EXERCISE DIRECTIONS: Write out exactly the line containing "Target: warship" along with each line that follows it in the records below, and no others.

Top of DATA FOR ANALYSIS

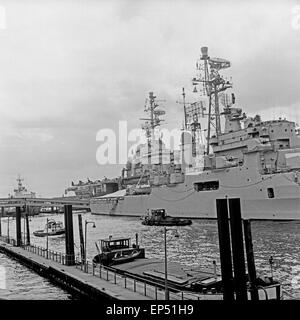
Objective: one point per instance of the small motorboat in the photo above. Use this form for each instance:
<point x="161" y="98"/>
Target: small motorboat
<point x="117" y="250"/>
<point x="52" y="228"/>
<point x="158" y="217"/>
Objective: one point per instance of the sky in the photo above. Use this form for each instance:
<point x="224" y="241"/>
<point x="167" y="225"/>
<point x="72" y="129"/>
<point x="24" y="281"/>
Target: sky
<point x="71" y="68"/>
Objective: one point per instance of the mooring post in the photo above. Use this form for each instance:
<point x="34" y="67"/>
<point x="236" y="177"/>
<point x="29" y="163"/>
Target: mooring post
<point x="250" y="260"/>
<point x="70" y="255"/>
<point x="1" y="215"/>
<point x="225" y="250"/>
<point x="238" y="255"/>
<point x="81" y="237"/>
<point x="27" y="228"/>
<point x="18" y="226"/>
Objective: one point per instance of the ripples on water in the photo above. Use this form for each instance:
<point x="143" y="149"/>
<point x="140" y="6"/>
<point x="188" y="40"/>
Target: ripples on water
<point x="197" y="245"/>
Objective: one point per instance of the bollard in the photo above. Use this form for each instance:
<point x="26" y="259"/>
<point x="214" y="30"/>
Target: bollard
<point x="27" y="228"/>
<point x="250" y="260"/>
<point x="70" y="254"/>
<point x="81" y="237"/>
<point x="1" y="215"/>
<point x="18" y="226"/>
<point x="238" y="255"/>
<point x="225" y="250"/>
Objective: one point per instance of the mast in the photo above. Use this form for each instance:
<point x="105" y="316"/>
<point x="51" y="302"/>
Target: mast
<point x="153" y="121"/>
<point x="213" y="84"/>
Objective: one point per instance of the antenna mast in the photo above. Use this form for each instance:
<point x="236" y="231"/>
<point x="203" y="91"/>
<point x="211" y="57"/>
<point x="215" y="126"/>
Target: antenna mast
<point x="153" y="121"/>
<point x="213" y="84"/>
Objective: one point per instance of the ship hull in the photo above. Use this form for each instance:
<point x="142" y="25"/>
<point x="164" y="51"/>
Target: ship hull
<point x="183" y="201"/>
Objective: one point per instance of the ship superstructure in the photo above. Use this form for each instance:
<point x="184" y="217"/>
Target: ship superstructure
<point x="257" y="161"/>
<point x="90" y="189"/>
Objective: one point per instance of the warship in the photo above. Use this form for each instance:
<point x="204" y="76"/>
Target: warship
<point x="89" y="189"/>
<point x="21" y="192"/>
<point x="238" y="157"/>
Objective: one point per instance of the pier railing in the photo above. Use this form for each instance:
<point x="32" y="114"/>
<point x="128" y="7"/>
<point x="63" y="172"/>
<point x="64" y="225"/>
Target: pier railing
<point x="146" y="287"/>
<point x="135" y="283"/>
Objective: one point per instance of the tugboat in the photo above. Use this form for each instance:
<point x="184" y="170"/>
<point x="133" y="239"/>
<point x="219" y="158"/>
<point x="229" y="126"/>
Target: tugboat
<point x="113" y="251"/>
<point x="52" y="228"/>
<point x="158" y="217"/>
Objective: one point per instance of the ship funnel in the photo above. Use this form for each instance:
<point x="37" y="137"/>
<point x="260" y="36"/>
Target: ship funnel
<point x="204" y="51"/>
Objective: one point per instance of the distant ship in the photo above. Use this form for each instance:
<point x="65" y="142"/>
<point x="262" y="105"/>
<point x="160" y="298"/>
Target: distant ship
<point x="90" y="189"/>
<point x="244" y="157"/>
<point x="21" y="192"/>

Bottom of DATA FOR ANALYSIS

OUTPUT BELOW:
Target: warship
<point x="89" y="189"/>
<point x="21" y="192"/>
<point x="238" y="157"/>
Objective: one point per instance of the pier railing in the photo above. Use this form for each instance:
<point x="32" y="114"/>
<point x="128" y="7"/>
<point x="63" y="172"/>
<point x="64" y="225"/>
Target: pier railing
<point x="146" y="287"/>
<point x="135" y="283"/>
Objective: one point per instance of the tugboat in the photo above. Use this form for each instance:
<point x="184" y="170"/>
<point x="133" y="239"/>
<point x="219" y="158"/>
<point x="229" y="126"/>
Target: tugboat
<point x="113" y="251"/>
<point x="52" y="228"/>
<point x="158" y="217"/>
Objective: one point per instance of the ship funnel in the photo above. Use this form for each instance:
<point x="37" y="137"/>
<point x="260" y="36"/>
Target: ship funnel
<point x="204" y="51"/>
Objective: one point per instance of the distant ship in the photo above. Use this form for each instance:
<point x="65" y="142"/>
<point x="262" y="105"/>
<point x="160" y="298"/>
Target: distant ship
<point x="90" y="189"/>
<point x="244" y="157"/>
<point x="21" y="192"/>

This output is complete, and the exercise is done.